Recast every line of the entries below as a numbered list, skipping blank lines. Leave the pictures out.
# start of Records for the exercise
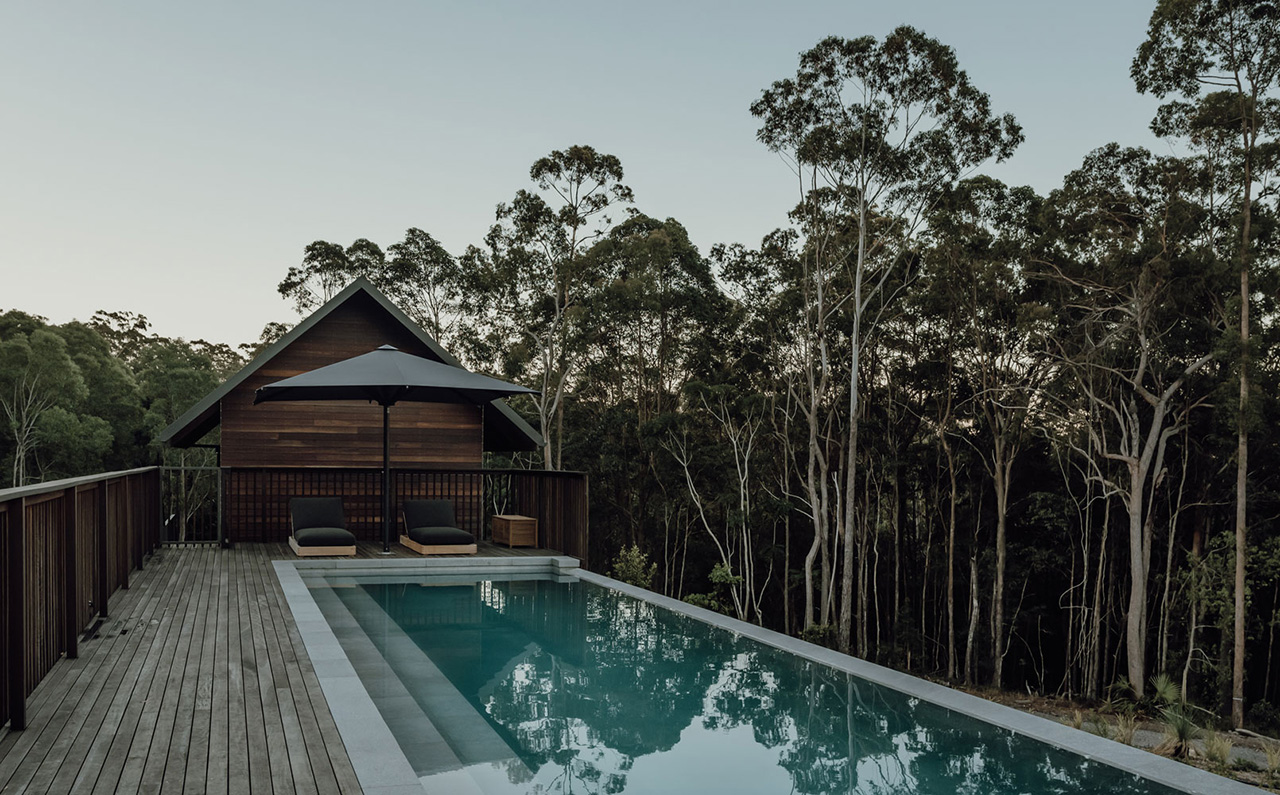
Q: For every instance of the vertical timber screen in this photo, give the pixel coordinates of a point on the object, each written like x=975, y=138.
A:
x=64, y=547
x=256, y=501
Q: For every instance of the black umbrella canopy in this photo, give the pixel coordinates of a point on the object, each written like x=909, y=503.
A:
x=388, y=377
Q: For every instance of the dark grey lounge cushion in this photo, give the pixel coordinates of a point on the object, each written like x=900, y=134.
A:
x=318, y=521
x=316, y=512
x=430, y=522
x=428, y=513
x=440, y=537
x=324, y=537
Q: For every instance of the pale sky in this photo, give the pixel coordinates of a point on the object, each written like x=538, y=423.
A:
x=173, y=159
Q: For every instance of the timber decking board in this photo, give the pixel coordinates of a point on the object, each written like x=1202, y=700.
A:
x=197, y=682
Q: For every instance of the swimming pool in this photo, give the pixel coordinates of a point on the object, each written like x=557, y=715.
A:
x=542, y=679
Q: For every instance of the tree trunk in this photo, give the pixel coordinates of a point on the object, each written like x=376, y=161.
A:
x=973, y=622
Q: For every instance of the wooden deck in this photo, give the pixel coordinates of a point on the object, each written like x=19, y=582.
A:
x=197, y=682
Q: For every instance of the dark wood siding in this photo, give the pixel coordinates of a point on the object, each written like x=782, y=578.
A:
x=344, y=434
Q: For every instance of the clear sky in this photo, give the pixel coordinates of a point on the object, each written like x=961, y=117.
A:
x=174, y=159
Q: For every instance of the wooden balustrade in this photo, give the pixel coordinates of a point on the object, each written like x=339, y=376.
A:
x=256, y=501
x=64, y=547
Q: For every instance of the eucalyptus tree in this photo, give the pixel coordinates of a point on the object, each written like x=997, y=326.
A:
x=327, y=269
x=873, y=129
x=423, y=278
x=1223, y=58
x=1139, y=309
x=982, y=237
x=647, y=329
x=36, y=377
x=525, y=289
x=417, y=273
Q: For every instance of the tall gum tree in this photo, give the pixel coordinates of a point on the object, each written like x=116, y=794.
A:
x=528, y=281
x=981, y=242
x=1205, y=51
x=873, y=129
x=1139, y=309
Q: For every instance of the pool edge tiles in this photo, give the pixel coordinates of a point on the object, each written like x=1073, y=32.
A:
x=1127, y=758
x=380, y=766
x=1157, y=770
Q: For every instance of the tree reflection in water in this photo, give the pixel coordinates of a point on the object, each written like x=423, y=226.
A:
x=585, y=682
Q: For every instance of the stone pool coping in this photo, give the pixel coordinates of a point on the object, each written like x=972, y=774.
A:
x=383, y=770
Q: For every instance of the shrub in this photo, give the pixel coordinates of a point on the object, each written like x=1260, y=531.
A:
x=632, y=567
x=1217, y=749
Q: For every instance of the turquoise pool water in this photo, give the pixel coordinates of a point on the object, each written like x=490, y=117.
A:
x=536, y=685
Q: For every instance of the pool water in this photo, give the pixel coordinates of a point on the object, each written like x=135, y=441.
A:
x=536, y=685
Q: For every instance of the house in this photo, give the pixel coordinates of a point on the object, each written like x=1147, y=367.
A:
x=272, y=452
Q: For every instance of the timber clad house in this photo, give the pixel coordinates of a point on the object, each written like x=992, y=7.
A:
x=272, y=452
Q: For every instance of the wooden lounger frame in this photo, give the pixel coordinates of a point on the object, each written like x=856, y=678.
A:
x=438, y=548
x=306, y=552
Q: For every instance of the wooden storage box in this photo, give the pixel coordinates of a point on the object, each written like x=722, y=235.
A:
x=515, y=530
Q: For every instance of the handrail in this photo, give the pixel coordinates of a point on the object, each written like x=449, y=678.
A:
x=67, y=483
x=65, y=546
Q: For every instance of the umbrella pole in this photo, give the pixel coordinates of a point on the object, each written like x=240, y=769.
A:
x=387, y=481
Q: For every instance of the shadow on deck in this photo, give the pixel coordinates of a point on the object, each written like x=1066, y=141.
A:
x=197, y=682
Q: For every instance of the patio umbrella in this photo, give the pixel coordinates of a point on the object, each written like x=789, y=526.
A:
x=387, y=377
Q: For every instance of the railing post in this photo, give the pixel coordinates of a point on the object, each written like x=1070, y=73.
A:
x=71, y=590
x=17, y=661
x=104, y=588
x=123, y=535
x=140, y=543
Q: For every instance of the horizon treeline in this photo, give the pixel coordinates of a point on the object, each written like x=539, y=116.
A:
x=944, y=423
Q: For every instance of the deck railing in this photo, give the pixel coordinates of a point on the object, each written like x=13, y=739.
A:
x=256, y=501
x=65, y=547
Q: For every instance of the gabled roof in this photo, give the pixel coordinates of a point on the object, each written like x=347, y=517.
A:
x=504, y=429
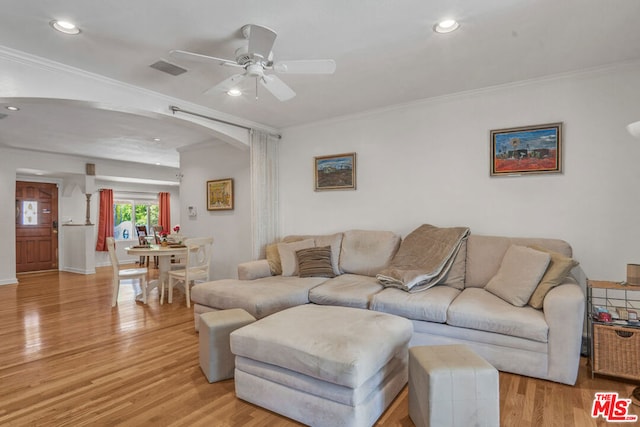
# end of Records for the exercise
**Solution to the problem:**
1. Q: For every instance of the vertical timber screen in this photo, give the pixel coordinates of a point on the object, each written like x=975, y=138.
2. A:
3. x=64, y=547
4. x=256, y=501
5. Q: For every instance of the black umbrella canopy in this photo, give the pixel coordinates of a point on the object, each written like x=909, y=503.
6. A:
7. x=388, y=377
8. Q: For every instance of the dark grey lounge cushion in this photo, give the pixel coordinates of a point on the object, each written like x=900, y=134.
9. A:
10. x=318, y=521
11. x=316, y=512
12. x=430, y=522
13. x=428, y=513
14. x=440, y=537
15. x=324, y=537
16. Q: For every instance of the pale sky in this photo, give the pixel coordinates of a point on the object, each written like x=538, y=423.
17. A:
18. x=173, y=159
19. Q: For every instance of the timber decking board in this photo, give the pixel coordinates of a point on the object, each written like x=1202, y=700.
20. A:
21. x=197, y=682
22. Q: For every instance of the swimming pool in this photo, give the pixel coordinates of a point on the object, each written like x=557, y=715.
23. A:
24. x=542, y=679
25. Q: For every instance of the tree trunk in this photo, give the pixel coordinates of a point on the object, each written like x=376, y=161.
26. A:
27. x=973, y=622
28. Q: For every instance of the wooden deck in this photo, give the pixel coordinates of a point on the object, each written like x=19, y=582.
29. A:
30. x=197, y=682
31. Q: For every instance of the dark wood siding in this photo, give the pixel coordinates of a point on the object, each written like x=782, y=578.
32. A:
33. x=344, y=434
34. Q: For every instance of the clear sky in this photo, give the pixel coordinates of a point on the object, each written like x=961, y=117.
35. A:
36. x=174, y=159
37. Q: For every instance of the wooden balustrade in this photo, give the pixel coordinates of a point on the object, each written like x=339, y=376.
38. A:
39. x=256, y=501
40. x=64, y=547
41. Q: For every instance of the eucalyptus tree in this photo, give the pixel coordinates of a point on the object, each written like x=997, y=326.
42. A:
43. x=327, y=269
44. x=873, y=129
45. x=423, y=278
46. x=1223, y=58
47. x=1139, y=309
48. x=982, y=237
49. x=647, y=329
50. x=36, y=377
51. x=525, y=289
52. x=417, y=273
53. Q: For every instance of the tall gum tree in this photo, give the pixel coordinates of a point on the object, each written like x=116, y=794.
54. A:
55. x=528, y=281
56. x=981, y=242
57. x=1205, y=51
58. x=873, y=129
59. x=1139, y=309
60. Q: For every instance of the pool edge tiles in this photo, give the pixel coordinates of a point on the object, each written like x=1073, y=32.
61. A:
62. x=1127, y=758
63. x=380, y=766
64. x=1157, y=770
65. Q: For every instance of the tree reflection in water in this photo, give the pixel coordinates of a point on the object, each written like x=423, y=226.
66. A:
67. x=585, y=682
68. Q: For every instance of the stone pool coping in this photo, give the pixel coordinates of a point on the object, each written like x=972, y=774.
69. A:
70. x=383, y=770
71. Q: For every instance of the shrub in this photo, give the pixel coordinates of a point on the object, each written like x=1260, y=531.
72. A:
73. x=632, y=567
74. x=1217, y=749
75. Q: For every instance of the turquoise pool water in this photo, give the pixel coordinates of a point on the object, each written like x=490, y=117.
76. A:
77. x=536, y=685
78. Q: For every instance of the pool water in this photo, give the pixel coordinates of a point on the object, each written like x=135, y=441.
79. A:
80. x=536, y=685
81. Q: For every instance of the house in this photo, give the pixel coordinates of a point on the object, each written like x=1147, y=367.
82. A:
83. x=272, y=452
84. Q: For every instance of the timber clad house in this photo, give the pixel coordinates of a point on the object, each written like x=992, y=7.
85. A:
86. x=272, y=452
87. Q: For every instance of the wooden lounger frame in this photo, give the pixel coordinates of a point on the object, each written like x=856, y=678.
88. A:
89. x=438, y=548
90. x=306, y=552
91. Q: For every instance of the wooden storage box in this photo, give the pixel coordinates of a point on the object, each written like x=722, y=235.
92. A:
93. x=515, y=530
94. Q: For every instance of the handrail in this photo, give the pixel coordinates of a point on the object, each written like x=449, y=678.
95. A:
96. x=67, y=483
97. x=65, y=546
98. Q: For every instance of the umbrella pole in this photo, give the pixel coordinates of a point on the object, each written like x=240, y=769.
99. A:
100. x=387, y=481
101. Q: For every instance of the shadow on deck in this photo, give the pixel coordinates of a point on the object, each written like x=1066, y=141.
102. A:
103. x=197, y=682
104. Q: For every instance of the patio umbrella in this photo, give the pixel coordinates of a point on the object, each written like x=789, y=526.
105. A:
106. x=387, y=377
107. Q: For every instance of the railing post in this photo, give the pixel coordinates of a point on the object, each written like x=1070, y=73.
108. A:
109. x=71, y=590
110. x=17, y=661
111. x=104, y=588
112. x=123, y=535
113. x=140, y=543
114. Q: For every instance of the horizon treeline in this photo, give the pixel coordinates of a point on the object, each written like x=539, y=116.
115. A:
116. x=944, y=423
117. Q: For every instance of the deck railing in this photo, give the pixel coordinates of a point on the object, each written like x=13, y=739.
118. A:
119. x=256, y=501
120. x=65, y=547
121. Q: For every instance of the gabled roof in this photo, give the pixel coordinates of a point on the object, each written like x=347, y=517.
122. A:
123. x=504, y=429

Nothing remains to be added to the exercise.